SELECTED PASSAGE:

- - - - -

In the last decades, our life style significantly changed, for instance in terms of consumption of convenient food or usage of single-use items. As a direct consequence, the production of plastics is globally increasing, as well as their release into the environment, threatening wildlife and human health. Most of the produced plastics are used for packaging items, from cosmetic to food applications. Up to now, the most common plastics used for packaging have been petroleum-derived, such as polyethylene (PE), polystyrene (PS), polyethylene terephthalate (PET), polyvinylchloride (PVC), polypropylene (PP) and polyamide (PA), because they have some interesting properties such as tensile and tear strength, or barrier activity against oxygen and carbon dioxide, and the cost-effectiveness.
However, apart from macroplastics, we are facing with the serious problem of microplastics (MPs) and nanoplastics (NPs), mainly originating by physico-chemical transformation processes, such as aging, degradation and fragmentation. Because of the ease in their detection, several studies have been conducted on larger MPs in terms of occurrence, distribution, quantification, and toxicological effects on humans identifying food as their main intake source. Nowadays, research interest is going towards MPs with a diameter smaller 1 µm, called nanoplastics (NPs) that could be found in food matrices and environmental samples, by means of specific measurement techniques. Therefore, the aim of this work is to develop innovative methods to apply in the individualization, quantification and characterization of small micro- and nanoplastics in food matrices, such as drinking water and milk, in the context of PlasticTrace European project [3].

- - - - -

PROBLEMS AND TASKS:
1: Decide whether each statement agrees with the passage on micro- and nanoplastics in food. Answer yes or no for each, and quote the words from the passage that settle it.
(a) Most of the plastics produced are used for packaging.
(b) Nanoplastics are microplastics with a diameter smaller than 1 µm.
(c) More studies have been done on nanoplastics than on larger microplastics because nanoplastics are easier to detect.
2: According to the passage on micro- and nanoplastics in food, which two food matrices are named as targets for the new methods?
3: Continue the passage on micro- and nanoplastics in food from the point where it stops.

- - - - -

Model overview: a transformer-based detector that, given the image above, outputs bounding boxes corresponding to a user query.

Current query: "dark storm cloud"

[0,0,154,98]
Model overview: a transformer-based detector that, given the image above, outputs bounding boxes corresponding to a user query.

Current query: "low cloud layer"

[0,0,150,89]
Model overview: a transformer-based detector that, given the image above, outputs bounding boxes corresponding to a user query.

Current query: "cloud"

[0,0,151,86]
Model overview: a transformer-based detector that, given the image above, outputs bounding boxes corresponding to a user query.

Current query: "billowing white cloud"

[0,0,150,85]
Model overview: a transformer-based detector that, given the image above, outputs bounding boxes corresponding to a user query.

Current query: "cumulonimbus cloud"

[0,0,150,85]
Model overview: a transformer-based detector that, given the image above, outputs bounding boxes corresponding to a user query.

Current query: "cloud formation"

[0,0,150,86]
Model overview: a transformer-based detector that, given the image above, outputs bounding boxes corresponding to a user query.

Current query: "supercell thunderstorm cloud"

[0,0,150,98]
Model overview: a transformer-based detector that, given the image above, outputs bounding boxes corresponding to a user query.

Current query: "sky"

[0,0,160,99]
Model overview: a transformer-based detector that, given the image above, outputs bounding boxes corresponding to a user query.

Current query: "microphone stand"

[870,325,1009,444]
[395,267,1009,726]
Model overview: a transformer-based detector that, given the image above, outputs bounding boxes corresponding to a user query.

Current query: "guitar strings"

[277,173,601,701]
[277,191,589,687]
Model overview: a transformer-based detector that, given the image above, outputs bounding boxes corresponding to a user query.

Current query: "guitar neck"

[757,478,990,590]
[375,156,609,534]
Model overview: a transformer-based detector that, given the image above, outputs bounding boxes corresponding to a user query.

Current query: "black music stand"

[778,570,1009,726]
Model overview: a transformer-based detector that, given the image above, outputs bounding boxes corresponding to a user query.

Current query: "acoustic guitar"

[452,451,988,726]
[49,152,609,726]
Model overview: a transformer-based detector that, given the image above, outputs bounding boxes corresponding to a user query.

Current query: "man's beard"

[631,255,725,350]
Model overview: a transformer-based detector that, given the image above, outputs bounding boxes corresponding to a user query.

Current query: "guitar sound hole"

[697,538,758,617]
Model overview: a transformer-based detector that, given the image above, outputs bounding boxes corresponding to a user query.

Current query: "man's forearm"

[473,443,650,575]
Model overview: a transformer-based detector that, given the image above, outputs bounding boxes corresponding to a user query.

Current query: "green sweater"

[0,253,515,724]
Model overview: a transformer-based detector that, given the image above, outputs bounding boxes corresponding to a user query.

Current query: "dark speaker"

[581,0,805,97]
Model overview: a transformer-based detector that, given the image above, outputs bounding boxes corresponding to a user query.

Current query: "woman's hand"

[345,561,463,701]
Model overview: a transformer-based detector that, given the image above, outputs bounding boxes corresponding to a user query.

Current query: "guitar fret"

- - - - -

ANSWERS GIVEN:
1:
(a) Yes: "Most of the produced plastics are used for packaging items"
(b) Yes: "MPs with a diameter smaller 1 µm, called nanoplastics (NPs)"
(c) No: "Because of the ease in their detection, several studies have been conducted on larger MPs"

2: Drinking water and milk.

3:
For this purpose, in this work, asymmetrical flow field-flow fractionation (AF4) has been coupled with multi-angle dynamic light scattering (MADLS) and Raman spectroscopy. In particular, samples containing NPs have been separated by hydrodynamic diameter with AF4, then analyzed by MADLS to characterize their size and size distribution. Finally, the polymer type of the NPs has been identified by Raman microspectroscopy. As a side supporting technique, atomic force microscopy (AFM) and transmission electron microscopy (TEM) have been employed to investigate the size, shape and the morphology of the NPs.